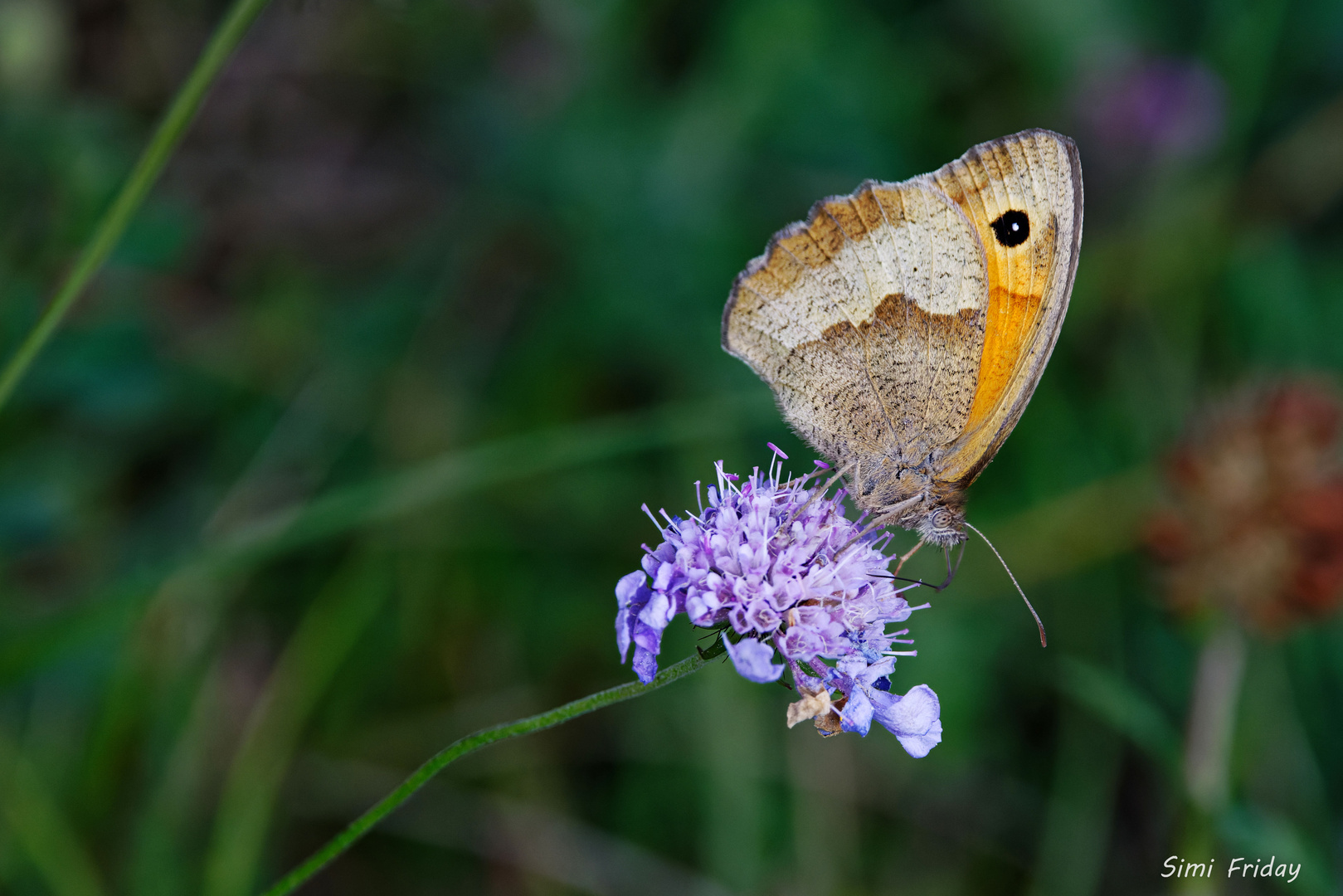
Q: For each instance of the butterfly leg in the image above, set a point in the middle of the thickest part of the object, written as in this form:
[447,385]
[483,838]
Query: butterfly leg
[904,558]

+++

* _The task_
Reproduce the entries above word for word, leaving out the picture.

* _Answer to the problem_
Q: For each instance of the butterfly leg in the image above, set a point in the middle of the thickest part of the object, written as in this form:
[447,385]
[483,838]
Query: butterfly leg
[904,558]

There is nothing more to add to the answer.